** Opening EXTRACTED MATERIAL block **
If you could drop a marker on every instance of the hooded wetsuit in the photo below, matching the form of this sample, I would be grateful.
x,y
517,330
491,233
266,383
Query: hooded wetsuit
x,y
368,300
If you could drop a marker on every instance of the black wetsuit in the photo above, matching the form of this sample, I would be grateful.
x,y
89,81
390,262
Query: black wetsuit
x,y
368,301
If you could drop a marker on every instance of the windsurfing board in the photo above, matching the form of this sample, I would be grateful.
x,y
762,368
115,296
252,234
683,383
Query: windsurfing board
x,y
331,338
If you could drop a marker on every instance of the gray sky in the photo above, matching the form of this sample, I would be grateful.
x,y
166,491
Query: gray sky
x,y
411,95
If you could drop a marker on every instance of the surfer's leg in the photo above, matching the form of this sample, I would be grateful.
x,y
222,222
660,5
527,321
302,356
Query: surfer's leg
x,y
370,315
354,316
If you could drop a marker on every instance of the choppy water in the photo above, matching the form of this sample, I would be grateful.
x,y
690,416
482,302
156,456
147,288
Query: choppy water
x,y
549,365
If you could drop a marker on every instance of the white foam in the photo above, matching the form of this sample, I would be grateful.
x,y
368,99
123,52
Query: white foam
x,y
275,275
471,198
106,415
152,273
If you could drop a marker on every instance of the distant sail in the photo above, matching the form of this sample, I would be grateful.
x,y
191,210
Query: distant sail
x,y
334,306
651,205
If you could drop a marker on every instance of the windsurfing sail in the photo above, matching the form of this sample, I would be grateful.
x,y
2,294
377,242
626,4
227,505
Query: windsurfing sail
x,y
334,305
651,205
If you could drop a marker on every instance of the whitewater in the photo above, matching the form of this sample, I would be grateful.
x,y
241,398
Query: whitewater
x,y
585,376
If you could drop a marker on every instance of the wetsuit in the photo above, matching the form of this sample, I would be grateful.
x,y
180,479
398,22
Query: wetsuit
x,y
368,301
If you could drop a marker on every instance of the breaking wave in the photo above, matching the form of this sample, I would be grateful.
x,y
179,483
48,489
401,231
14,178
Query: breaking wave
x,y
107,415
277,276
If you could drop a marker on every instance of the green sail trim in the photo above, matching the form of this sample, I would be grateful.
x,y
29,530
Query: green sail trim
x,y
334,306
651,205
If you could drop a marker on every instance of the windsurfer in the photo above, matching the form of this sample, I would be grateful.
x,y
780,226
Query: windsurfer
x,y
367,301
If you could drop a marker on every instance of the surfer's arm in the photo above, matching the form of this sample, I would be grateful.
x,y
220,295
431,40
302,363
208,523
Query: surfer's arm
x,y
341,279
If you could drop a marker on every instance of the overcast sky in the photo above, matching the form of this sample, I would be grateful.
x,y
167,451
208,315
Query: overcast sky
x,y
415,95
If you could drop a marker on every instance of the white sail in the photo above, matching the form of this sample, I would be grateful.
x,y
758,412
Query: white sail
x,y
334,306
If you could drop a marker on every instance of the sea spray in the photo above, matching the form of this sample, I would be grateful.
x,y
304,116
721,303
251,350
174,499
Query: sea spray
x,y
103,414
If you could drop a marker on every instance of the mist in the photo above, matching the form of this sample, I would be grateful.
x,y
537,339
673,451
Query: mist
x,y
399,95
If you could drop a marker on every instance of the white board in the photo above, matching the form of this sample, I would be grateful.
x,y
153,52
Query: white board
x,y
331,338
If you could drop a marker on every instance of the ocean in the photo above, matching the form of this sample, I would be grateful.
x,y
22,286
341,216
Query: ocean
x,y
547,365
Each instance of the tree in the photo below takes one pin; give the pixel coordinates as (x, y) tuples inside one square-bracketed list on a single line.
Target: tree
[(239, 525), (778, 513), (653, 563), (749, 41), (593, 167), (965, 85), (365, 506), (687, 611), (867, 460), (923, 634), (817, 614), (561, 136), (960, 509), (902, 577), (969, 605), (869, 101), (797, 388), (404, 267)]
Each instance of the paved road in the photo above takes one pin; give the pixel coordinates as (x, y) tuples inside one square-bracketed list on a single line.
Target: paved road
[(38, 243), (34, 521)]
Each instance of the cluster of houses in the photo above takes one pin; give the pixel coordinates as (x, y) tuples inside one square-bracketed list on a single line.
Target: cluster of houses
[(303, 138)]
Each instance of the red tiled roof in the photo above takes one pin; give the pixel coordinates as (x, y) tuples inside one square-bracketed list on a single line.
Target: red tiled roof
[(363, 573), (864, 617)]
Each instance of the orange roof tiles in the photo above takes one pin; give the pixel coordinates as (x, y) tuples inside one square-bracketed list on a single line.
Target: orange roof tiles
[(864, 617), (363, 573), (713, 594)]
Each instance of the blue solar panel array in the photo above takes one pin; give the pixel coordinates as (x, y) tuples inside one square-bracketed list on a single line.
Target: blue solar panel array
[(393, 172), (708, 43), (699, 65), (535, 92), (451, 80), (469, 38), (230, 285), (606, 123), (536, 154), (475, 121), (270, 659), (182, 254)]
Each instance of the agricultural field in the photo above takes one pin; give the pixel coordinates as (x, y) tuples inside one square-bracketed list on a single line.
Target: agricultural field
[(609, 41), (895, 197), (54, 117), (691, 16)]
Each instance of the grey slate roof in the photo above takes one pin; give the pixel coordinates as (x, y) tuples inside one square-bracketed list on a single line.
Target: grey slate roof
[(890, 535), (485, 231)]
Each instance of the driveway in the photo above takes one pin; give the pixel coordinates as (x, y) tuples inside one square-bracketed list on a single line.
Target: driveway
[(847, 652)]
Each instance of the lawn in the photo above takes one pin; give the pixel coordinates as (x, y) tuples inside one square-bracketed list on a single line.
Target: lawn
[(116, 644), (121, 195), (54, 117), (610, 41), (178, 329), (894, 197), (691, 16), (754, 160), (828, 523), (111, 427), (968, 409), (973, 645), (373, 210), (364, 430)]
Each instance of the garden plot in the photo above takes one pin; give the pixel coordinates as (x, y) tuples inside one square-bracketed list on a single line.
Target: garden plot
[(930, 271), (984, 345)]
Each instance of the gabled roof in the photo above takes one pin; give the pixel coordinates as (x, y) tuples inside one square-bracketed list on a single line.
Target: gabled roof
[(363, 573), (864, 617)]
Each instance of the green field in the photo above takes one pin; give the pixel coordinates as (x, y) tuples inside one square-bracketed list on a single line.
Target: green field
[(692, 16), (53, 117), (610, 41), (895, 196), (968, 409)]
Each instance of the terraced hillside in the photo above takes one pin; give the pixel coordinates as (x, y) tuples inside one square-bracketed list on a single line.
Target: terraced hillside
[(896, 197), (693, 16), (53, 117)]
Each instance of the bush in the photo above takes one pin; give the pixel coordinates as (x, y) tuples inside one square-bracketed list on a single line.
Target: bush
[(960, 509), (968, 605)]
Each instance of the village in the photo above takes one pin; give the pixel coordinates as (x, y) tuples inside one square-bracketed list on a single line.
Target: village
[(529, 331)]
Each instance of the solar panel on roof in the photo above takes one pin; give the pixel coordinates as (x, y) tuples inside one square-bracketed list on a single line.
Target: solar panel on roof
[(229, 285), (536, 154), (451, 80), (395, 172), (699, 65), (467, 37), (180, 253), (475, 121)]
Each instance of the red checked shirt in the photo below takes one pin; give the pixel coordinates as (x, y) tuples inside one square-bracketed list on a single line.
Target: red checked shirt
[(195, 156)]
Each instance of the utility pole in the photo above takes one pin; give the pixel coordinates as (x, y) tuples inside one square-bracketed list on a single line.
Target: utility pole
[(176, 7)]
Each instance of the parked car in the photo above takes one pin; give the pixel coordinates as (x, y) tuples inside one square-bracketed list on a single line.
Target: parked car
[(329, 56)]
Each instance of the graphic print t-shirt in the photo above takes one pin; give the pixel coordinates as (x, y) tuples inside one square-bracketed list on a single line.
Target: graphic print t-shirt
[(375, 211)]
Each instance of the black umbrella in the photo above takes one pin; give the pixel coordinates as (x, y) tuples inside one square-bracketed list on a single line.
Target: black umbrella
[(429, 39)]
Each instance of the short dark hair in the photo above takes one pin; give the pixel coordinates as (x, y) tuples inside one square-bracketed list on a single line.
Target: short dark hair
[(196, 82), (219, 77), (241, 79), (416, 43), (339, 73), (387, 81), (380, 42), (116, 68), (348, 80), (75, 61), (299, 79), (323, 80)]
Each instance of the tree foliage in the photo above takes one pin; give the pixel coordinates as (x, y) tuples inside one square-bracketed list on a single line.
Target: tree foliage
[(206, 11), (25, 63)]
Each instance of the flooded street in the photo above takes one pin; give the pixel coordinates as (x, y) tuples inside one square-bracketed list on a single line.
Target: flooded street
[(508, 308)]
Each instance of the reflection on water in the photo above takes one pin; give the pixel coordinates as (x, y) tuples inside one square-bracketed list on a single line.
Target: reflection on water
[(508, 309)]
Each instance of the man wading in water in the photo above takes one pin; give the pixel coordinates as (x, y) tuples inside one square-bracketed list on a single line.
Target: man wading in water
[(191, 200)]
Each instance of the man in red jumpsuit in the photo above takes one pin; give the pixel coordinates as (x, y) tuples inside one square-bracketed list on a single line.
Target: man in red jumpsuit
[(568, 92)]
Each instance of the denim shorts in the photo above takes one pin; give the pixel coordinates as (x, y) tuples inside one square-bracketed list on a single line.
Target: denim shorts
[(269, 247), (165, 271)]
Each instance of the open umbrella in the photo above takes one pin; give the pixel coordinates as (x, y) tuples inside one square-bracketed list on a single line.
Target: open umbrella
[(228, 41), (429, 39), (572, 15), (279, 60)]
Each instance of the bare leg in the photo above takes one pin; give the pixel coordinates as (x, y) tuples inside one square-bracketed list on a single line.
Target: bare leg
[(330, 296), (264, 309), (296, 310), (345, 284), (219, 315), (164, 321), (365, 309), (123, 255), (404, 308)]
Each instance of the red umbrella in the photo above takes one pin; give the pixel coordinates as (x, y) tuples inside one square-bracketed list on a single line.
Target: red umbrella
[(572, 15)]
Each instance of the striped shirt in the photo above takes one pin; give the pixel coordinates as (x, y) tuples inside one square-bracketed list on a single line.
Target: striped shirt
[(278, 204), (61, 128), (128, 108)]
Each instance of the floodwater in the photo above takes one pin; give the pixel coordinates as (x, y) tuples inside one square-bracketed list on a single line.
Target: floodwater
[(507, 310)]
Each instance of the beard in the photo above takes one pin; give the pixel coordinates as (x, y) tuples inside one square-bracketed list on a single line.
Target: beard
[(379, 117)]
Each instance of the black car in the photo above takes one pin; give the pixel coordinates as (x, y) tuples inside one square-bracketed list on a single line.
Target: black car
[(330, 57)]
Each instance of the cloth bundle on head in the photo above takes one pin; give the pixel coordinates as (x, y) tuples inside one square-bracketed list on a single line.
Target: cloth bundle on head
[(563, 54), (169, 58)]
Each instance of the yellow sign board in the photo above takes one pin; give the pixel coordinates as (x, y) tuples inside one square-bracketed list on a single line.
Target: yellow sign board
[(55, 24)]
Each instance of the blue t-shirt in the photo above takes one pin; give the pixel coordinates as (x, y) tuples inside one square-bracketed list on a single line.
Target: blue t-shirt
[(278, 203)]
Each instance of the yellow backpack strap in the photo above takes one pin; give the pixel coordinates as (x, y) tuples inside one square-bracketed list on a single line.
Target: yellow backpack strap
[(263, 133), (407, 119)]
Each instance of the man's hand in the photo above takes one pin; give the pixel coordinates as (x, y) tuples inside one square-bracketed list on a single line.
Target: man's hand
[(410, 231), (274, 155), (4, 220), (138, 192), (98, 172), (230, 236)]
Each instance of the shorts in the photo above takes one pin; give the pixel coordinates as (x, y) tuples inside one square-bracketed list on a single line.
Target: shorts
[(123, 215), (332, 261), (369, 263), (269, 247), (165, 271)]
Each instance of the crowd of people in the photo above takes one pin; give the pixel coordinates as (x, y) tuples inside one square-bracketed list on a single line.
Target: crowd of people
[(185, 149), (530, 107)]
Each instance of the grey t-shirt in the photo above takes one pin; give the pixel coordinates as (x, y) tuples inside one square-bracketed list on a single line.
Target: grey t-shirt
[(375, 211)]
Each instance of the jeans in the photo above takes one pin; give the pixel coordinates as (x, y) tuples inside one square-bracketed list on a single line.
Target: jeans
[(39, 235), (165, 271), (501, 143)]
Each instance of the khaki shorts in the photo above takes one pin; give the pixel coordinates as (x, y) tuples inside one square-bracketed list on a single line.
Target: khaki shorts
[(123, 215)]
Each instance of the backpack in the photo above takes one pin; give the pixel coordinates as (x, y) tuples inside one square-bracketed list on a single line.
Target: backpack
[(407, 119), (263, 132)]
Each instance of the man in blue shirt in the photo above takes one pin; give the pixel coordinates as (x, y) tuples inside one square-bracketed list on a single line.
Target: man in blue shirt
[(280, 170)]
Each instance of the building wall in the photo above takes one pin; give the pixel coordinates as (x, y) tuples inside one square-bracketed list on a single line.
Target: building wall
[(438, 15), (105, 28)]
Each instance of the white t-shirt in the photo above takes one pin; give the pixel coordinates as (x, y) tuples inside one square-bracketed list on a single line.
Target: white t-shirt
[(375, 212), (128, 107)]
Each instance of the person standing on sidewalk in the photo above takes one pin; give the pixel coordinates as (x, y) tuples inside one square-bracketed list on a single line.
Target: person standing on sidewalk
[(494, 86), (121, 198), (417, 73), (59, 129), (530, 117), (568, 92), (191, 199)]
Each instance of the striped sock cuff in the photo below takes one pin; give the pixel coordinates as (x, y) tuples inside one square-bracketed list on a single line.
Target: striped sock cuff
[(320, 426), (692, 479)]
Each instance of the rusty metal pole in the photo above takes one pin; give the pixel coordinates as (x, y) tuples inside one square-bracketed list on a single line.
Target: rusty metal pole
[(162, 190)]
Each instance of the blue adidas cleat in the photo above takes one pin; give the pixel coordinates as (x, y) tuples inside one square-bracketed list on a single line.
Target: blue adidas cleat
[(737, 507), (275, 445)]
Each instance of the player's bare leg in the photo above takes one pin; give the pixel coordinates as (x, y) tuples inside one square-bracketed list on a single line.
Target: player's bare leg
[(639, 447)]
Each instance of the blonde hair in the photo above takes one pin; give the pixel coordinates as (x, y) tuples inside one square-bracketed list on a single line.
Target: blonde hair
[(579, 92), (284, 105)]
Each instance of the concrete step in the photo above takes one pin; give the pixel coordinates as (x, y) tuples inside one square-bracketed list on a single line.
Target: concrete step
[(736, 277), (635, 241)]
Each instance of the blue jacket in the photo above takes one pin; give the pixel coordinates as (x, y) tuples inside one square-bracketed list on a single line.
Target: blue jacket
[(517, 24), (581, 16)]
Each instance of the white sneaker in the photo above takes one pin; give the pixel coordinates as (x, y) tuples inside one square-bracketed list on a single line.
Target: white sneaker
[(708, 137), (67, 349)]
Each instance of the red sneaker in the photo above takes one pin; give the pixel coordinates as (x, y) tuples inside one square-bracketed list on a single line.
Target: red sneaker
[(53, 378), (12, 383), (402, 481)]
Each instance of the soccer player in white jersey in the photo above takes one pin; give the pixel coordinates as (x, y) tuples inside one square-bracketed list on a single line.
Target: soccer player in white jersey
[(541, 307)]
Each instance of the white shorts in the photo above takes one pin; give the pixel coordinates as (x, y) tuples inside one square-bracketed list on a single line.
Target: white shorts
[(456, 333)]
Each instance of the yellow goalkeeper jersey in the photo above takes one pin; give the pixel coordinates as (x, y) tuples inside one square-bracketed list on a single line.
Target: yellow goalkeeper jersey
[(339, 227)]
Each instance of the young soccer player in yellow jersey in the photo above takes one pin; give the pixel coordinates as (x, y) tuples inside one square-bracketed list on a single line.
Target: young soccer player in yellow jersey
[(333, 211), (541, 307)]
** Closing EXTRACTED MATERIAL block **
TASK DESCRIPTION: Output the lines above between the one holding "Each instance of the grey slate" and the one holding "Each instance of the green", inclusive, with nothing before or after them.

TASK OUTPUT:
Each instance of the grey slate roof in the photo above takes one pin; give the pixel coordinates as (x, y) tuples inside one square-bracketed list on a single line.
Target: grey slate roof
[(890, 535), (485, 231)]
Each instance of the driveway in the photo above takes one pin; give the pixel coordinates as (x, y) tuples inside one square-bracketed list on a single line.
Target: driveway
[(847, 652)]
Each instance of the lawn in the photo above takes one pin; give the pixel coordinates as (x, y) tuples inside one square-bracketed list on a single line.
Target: lawn
[(116, 644), (121, 195), (54, 117), (610, 41), (178, 329), (894, 197), (691, 16), (754, 160), (828, 523), (111, 427), (968, 409), (973, 645), (373, 210), (364, 430)]
Each instance of the garden plot in the photo above takes one pin; give the pixel coordinates as (x, y) tuples inside one square-bracketed list on a single line.
Target: garden plot
[(930, 271), (984, 345)]
Each instance of the gabled roof in the photo above takes one pin; give the pixel coordinates as (x, y) tuples inside one square-bracketed list on a single line.
Target: gabled roof
[(363, 573), (864, 617)]
Each instance of the green field in the photo above takes one pin; give the pixel coordinates as (x, y) tuples inside one square-bracketed list on a single line.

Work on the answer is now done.